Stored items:
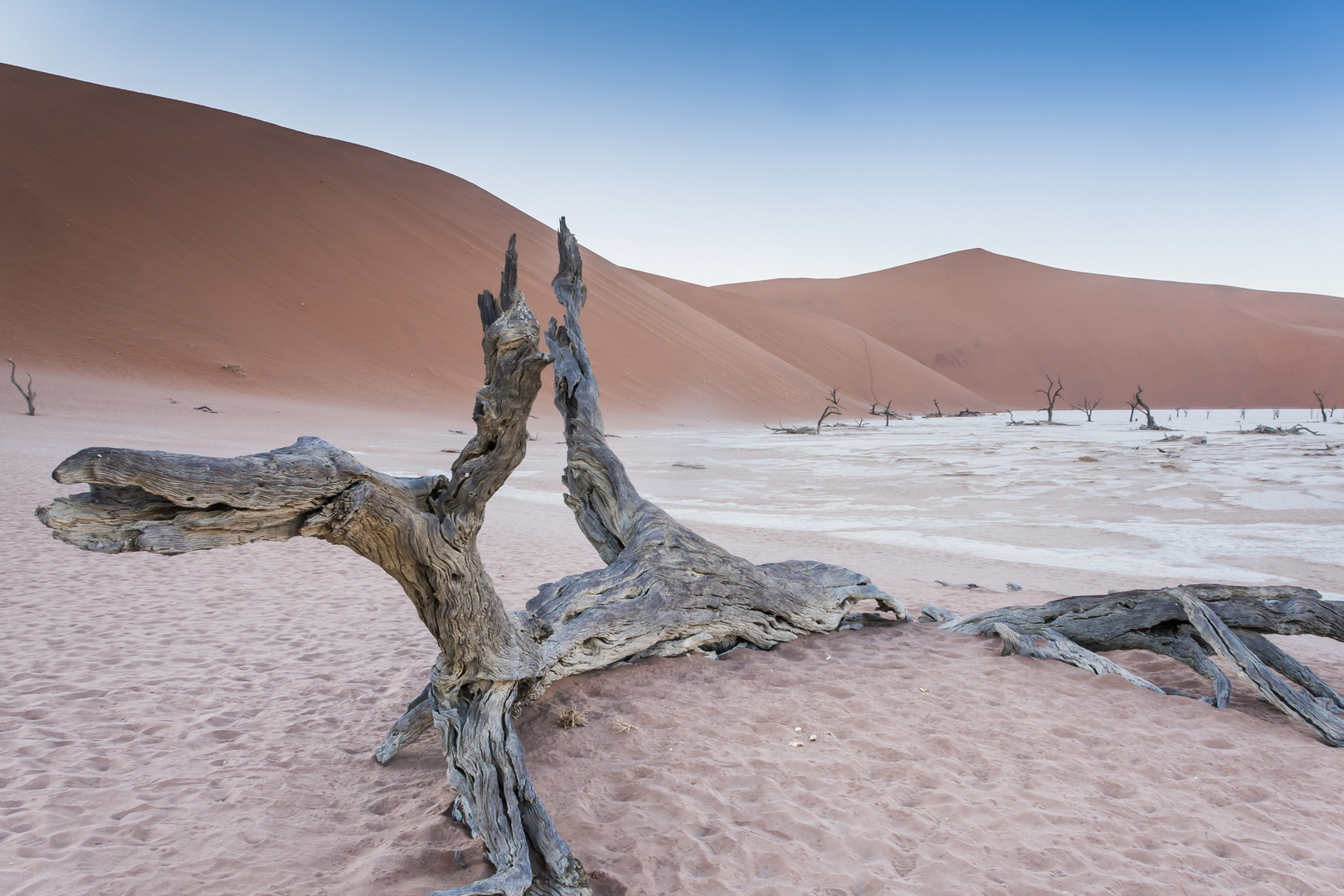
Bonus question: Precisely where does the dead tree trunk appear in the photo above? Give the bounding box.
[1036,373,1064,423]
[869,402,900,426]
[37,221,908,896]
[4,358,37,416]
[817,387,840,436]
[919,584,1344,747]
[1129,386,1166,430]
[1069,397,1102,423]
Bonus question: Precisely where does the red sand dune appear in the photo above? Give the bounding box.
[718,249,1344,407]
[0,60,1344,419]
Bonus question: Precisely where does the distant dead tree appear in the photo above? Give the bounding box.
[817,386,841,436]
[39,221,910,896]
[869,402,900,426]
[4,358,37,416]
[37,226,1344,896]
[1069,395,1102,423]
[1129,386,1166,430]
[1036,373,1064,423]
[762,386,838,436]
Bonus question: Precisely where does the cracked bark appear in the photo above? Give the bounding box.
[37,219,908,896]
[919,584,1344,747]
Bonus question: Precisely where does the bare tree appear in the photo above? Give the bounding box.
[1130,386,1166,430]
[1036,373,1064,423]
[37,226,1344,896]
[817,386,843,436]
[37,219,908,896]
[4,358,37,416]
[919,584,1344,747]
[1069,395,1102,423]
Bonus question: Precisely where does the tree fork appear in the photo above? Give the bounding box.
[919,584,1344,747]
[37,219,908,896]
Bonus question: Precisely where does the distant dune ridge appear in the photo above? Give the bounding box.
[0,66,1344,419]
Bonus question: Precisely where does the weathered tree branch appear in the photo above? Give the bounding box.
[921,584,1344,747]
[37,221,908,896]
[1036,375,1064,423]
[4,358,35,419]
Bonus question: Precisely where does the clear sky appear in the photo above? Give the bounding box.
[0,0,1344,295]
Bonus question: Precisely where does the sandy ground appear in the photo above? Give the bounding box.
[0,386,1344,896]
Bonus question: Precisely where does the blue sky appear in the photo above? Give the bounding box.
[0,0,1344,295]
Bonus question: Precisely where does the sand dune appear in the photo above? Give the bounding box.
[626,271,991,419]
[0,66,1344,419]
[0,66,824,414]
[719,249,1344,407]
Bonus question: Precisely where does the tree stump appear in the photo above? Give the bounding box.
[37,219,908,896]
[919,584,1344,747]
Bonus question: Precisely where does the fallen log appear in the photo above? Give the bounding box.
[919,584,1344,747]
[37,219,908,896]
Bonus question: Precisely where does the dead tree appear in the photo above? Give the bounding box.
[919,584,1344,747]
[4,358,37,416]
[1069,397,1102,423]
[37,219,908,896]
[1129,386,1166,430]
[1036,373,1064,423]
[869,402,900,426]
[817,386,841,436]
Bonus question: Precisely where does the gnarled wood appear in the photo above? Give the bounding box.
[921,584,1344,747]
[37,221,908,896]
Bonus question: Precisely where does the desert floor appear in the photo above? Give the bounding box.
[0,380,1344,896]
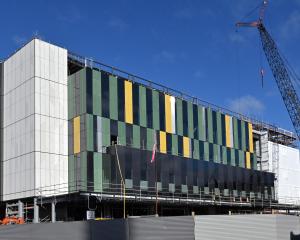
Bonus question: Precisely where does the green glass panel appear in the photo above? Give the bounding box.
[118,122,126,146]
[198,106,206,141]
[78,68,86,115]
[232,118,239,149]
[93,152,102,192]
[68,74,75,119]
[216,112,223,145]
[239,150,245,167]
[86,114,94,152]
[132,125,141,149]
[240,121,246,151]
[230,148,235,166]
[172,134,178,156]
[78,152,87,191]
[93,70,101,116]
[176,98,183,136]
[139,86,147,127]
[147,128,154,151]
[193,139,200,159]
[152,91,159,130]
[188,102,197,138]
[206,108,214,143]
[102,118,111,147]
[204,142,209,161]
[109,75,118,120]
[222,146,227,164]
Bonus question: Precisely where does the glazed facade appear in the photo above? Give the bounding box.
[68,67,274,198]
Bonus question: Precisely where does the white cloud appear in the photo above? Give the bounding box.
[228,95,265,115]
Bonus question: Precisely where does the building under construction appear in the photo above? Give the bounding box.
[0,39,300,222]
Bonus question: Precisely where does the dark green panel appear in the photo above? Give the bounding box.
[206,108,214,143]
[109,75,118,120]
[193,139,200,159]
[78,68,86,115]
[188,102,197,138]
[198,106,206,141]
[132,125,141,149]
[68,74,75,119]
[86,114,94,152]
[93,70,102,116]
[176,98,183,136]
[172,134,178,156]
[118,122,126,146]
[139,86,147,127]
[94,152,103,192]
[102,118,111,147]
[152,91,160,130]
[216,112,221,145]
[241,121,246,151]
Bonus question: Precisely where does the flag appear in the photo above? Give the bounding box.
[150,131,157,163]
[151,143,156,163]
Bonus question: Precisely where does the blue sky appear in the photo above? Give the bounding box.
[0,0,300,130]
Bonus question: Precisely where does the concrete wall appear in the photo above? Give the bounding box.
[0,215,300,240]
[2,39,68,201]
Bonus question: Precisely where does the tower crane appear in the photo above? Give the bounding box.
[236,0,300,140]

_PROBLEM DETAILS_. Reproduce every row above word for word, leaving out the pictures.

_THE OUTPUT_.
Bonus question: Precisely where does the dead tree trunk appear in the photo above? Give the bounding box.
[1036,373,1064,423]
[869,402,900,426]
[37,221,908,896]
[4,358,37,416]
[817,387,840,436]
[919,584,1344,747]
[1129,386,1166,430]
[1069,397,1102,423]
Bonus question: Precisely where does the red sand dune appear in the photo above? Give the bounding box.
[718,249,1344,407]
[0,60,1344,419]
Bonus question: Precisely where does the distant dead tree appear in the photo above? Give the bounding box.
[817,386,841,436]
[39,221,910,896]
[869,402,900,426]
[4,358,37,416]
[37,226,1344,896]
[1069,395,1102,423]
[1129,386,1166,430]
[1036,373,1064,423]
[762,386,838,436]
Bonus question: Precisely where does the cracked bark appear in the photo above? Give the bounding box.
[37,219,908,896]
[919,584,1344,747]
Bonus question: Precisely where does the bare tree appear in the photo above? Give the bounding box.
[1130,386,1166,430]
[1036,373,1064,423]
[37,226,1344,896]
[817,386,843,436]
[37,219,908,896]
[4,358,37,416]
[919,584,1344,747]
[1069,395,1102,423]
Bonus question: Precisely where does the tree fork appear in the photo above? Give the bounding box.
[919,584,1344,747]
[37,219,908,896]
Bonus question: Precisely where does the distant dune ridge appear in the photo above? Give the bounding box.
[0,66,1344,419]
Bonus question: Precisely where does the weathered tree branch appear in the photo above? Give the bounding box.
[921,584,1344,747]
[37,221,908,896]
[1036,375,1064,423]
[4,358,35,419]
Bonus question: Precisely where does the clear sky appear in the photo above? Give the bounding box.
[0,0,1344,295]
Bonus question: Precisely where does the sandy ground appear in the photo above? Give the bounding box.
[0,386,1344,896]
Bonus question: Precisely where does the blue sky appear in the photo above? Give the bounding box.
[0,0,1344,295]
Bonus question: Precisely where does the sand dune appear in the photo above? Give the bounding box.
[626,271,991,419]
[0,66,1344,419]
[0,66,824,414]
[719,249,1344,407]
Bonus question: Precisely where does the tree stump appear in the photo above? Give the bounding box.
[37,219,908,896]
[919,584,1344,747]
Bonus question: Precisely where does the fallen log appear in the photo above? Give the bounding box.
[919,584,1344,747]
[37,219,908,896]
Bonus question: Precisely where does the dead tree appear in the photo above? Give the bounding box.
[919,584,1344,747]
[4,358,37,416]
[1069,397,1102,423]
[37,219,908,896]
[1129,386,1166,430]
[1036,373,1064,423]
[869,402,900,426]
[817,386,841,436]
Bonus question: Precisely where does the gnarled wood appear in the photo above? Give the bounding box.
[921,584,1344,747]
[37,221,908,896]
Bonus question: Precisely where does the desert floor appear in the photo above? Give the bounding box.
[0,380,1344,896]
Bonus question: Precisely where does the green glass panel appear in the photo above? Give the bounding box.
[118,122,126,146]
[198,106,206,141]
[78,68,86,115]
[232,118,239,149]
[93,152,102,192]
[68,74,75,119]
[216,112,223,145]
[239,150,245,167]
[86,114,94,152]
[132,125,141,149]
[240,121,246,151]
[230,148,235,166]
[172,134,178,156]
[78,152,87,191]
[93,70,101,116]
[176,98,183,136]
[139,86,147,127]
[147,128,154,151]
[193,139,200,159]
[152,91,159,130]
[188,102,197,138]
[206,108,214,143]
[102,118,111,147]
[204,142,209,161]
[109,75,118,120]
[222,146,227,164]
Bonus question: Precisely where does the glazed facade appear in the photo above? Give the bounding box.
[68,67,274,198]
Bonus question: Precisely where does the white cloud appear in the photo above? Give the bounding box.
[228,95,265,115]
Bonus question: Precisely where does the building under construction appear in the photo above? Give the bounding box.
[0,39,300,222]
Bonus question: Precisely where does the dark green panel appear in the photo above? Give the bounding box.
[206,108,214,143]
[109,75,118,120]
[193,139,200,159]
[78,68,86,115]
[188,102,197,138]
[198,106,206,141]
[132,125,141,149]
[68,74,75,119]
[86,114,94,152]
[93,70,102,116]
[176,98,183,136]
[172,134,178,156]
[118,122,126,146]
[139,86,147,127]
[94,152,103,192]
[102,118,111,147]
[152,91,160,130]
[216,112,221,145]
[241,121,246,151]
Bonus question: Precisely where does the flag appear in the photo above? Give the bounding box.
[150,131,157,163]
[151,143,156,163]
Bonus question: Precisely where does the blue sky appear in the photo above? Give the bounding box.
[0,0,300,130]
Bonus question: Precisely where does the concrete wall appear in the photo above? Give the bounding box.
[0,215,300,240]
[2,39,68,201]
Bonus question: Precisely where does the tower crane appear in the photo above? Give the bounding box.
[236,0,300,140]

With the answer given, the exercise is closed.